Stored data entries:

——

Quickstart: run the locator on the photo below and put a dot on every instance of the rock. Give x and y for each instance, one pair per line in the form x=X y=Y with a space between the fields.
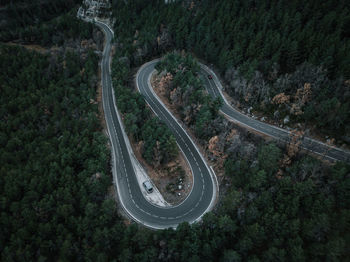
x=276 y=114
x=249 y=110
x=124 y=60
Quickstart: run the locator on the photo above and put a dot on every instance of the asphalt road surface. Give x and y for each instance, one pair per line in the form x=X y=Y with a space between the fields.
x=203 y=193
x=214 y=88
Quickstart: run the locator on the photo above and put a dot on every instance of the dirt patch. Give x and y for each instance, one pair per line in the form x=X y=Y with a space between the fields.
x=172 y=108
x=173 y=180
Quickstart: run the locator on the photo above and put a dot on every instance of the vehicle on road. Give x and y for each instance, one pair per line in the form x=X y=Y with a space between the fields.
x=148 y=186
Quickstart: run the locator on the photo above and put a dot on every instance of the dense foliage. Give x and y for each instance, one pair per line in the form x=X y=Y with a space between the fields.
x=197 y=108
x=54 y=162
x=52 y=32
x=25 y=19
x=262 y=49
x=159 y=145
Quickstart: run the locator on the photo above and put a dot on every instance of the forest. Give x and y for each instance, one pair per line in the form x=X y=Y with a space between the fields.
x=55 y=181
x=261 y=49
x=159 y=144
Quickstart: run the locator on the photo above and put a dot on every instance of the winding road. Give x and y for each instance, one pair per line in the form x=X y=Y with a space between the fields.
x=203 y=193
x=214 y=88
x=202 y=197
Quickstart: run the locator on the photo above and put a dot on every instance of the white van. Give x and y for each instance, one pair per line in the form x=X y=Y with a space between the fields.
x=148 y=186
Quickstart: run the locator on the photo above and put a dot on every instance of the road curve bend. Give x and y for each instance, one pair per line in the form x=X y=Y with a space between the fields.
x=204 y=190
x=214 y=88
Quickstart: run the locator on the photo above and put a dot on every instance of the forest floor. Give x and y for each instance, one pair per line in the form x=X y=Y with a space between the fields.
x=174 y=180
x=308 y=129
x=217 y=165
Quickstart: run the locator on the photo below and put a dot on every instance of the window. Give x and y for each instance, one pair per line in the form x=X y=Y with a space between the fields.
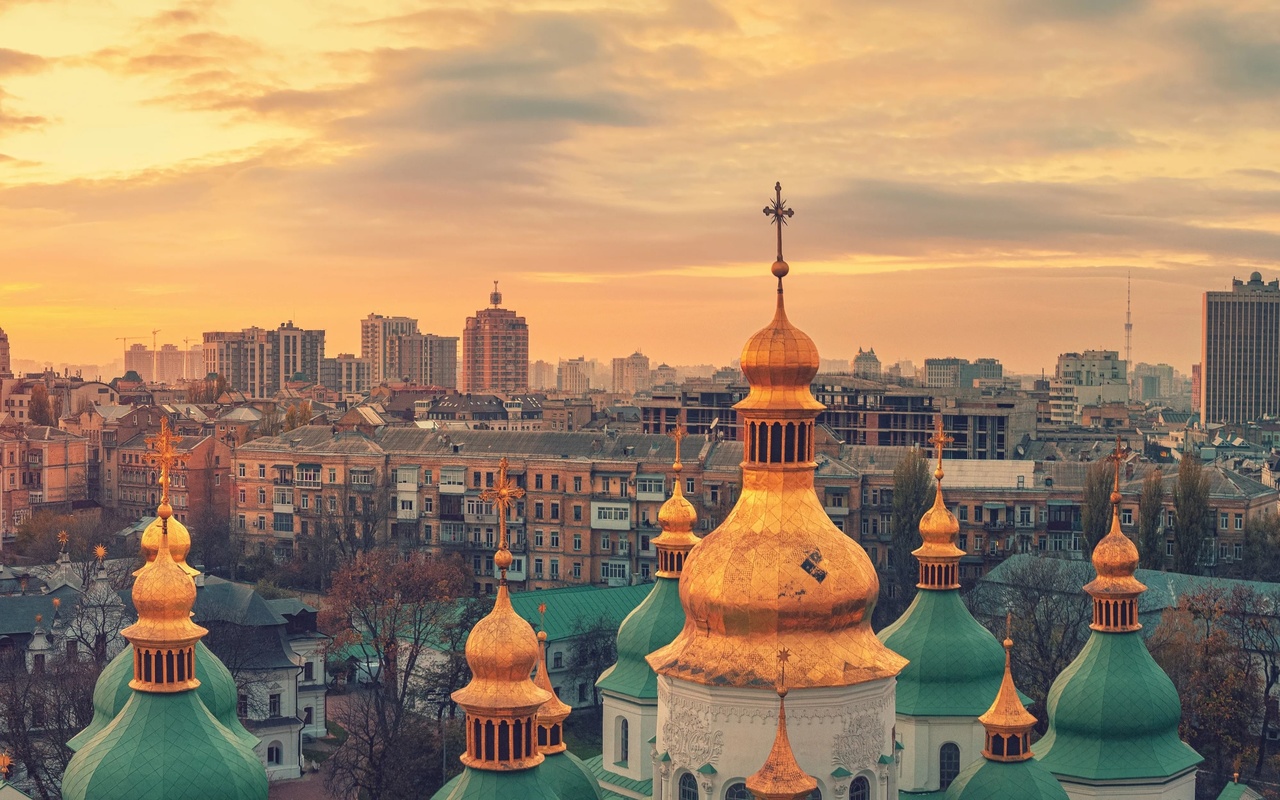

——

Instructions to follow>
The entries are to be copied exactly, and each image is to be omitted.

Answer to the problem>
Quickstart: run the locator on the photo below and put a dot on every instance of the rock. Give x and y for each instance, one pair per line in the form x=X y=Y with a space between the fields.
x=276 y=114
x=249 y=110
x=124 y=60
Quickstart: run the locator on the photo above and put a dot on every instance of the asphalt road surface. Give x and y for each instance, one pair per line in the form x=X y=Y with a space between the fields.
x=203 y=193
x=214 y=88
Quickstart: run the locator on the photo above and put a dot on every instance of the dirt patch. Give x and y for each instance, one pair per line in the form x=X y=Y with a space between the fields.
x=172 y=108
x=173 y=180
Quickstart: run the locator on the photo above and put a dot on every instance of the vehicle on road. Give x and y for each instance, one pair per line in the form x=X y=Y with a space between the fields.
x=148 y=186
Quickstart: run the locator on the photo above and put a dot on every instance of the dense foliage. Give x and y for each instance, one pair per line in the form x=X y=Y with a space between the fields.
x=197 y=108
x=54 y=162
x=52 y=32
x=25 y=19
x=262 y=49
x=159 y=145
Quickstart: run the locator on the photo above and put a dot on every instance of the forest. Give x and y for each instance, one pair per line in the form x=X y=Y with a space between the fields.
x=55 y=181
x=261 y=49
x=159 y=144
Quickstart: run the locator on the photo above and put a dot on every instance of the winding road. Give x and y for each instance, one pair per line in the form x=X y=Y with a space between the fields.
x=203 y=193
x=214 y=88
x=202 y=197
Quickstart: run the locator on the photo above and put a dot on every instance of the white van. Give x and y for each instance, one pair per line in the form x=X y=Y with a space between the fields.
x=148 y=186
Quickstart: run the locator on the photo above and put a dot on every instance of the road curve bend. Give x and y for each instance, one pair per line in the form x=X y=Y with a space between the fields.
x=204 y=190
x=214 y=88
Quickstart: run the locator on the photo above and put a dot on every instance of the forest floor. Give x and y for each instance, one pair per line in the form x=X y=Y with a space between the fields.
x=174 y=180
x=308 y=129
x=217 y=165
Quickstart: run the locator on the photo below and put a dot on every instance of the window. Give x and y for each instance, one pair per line in the form x=X y=Y with a space between the fields.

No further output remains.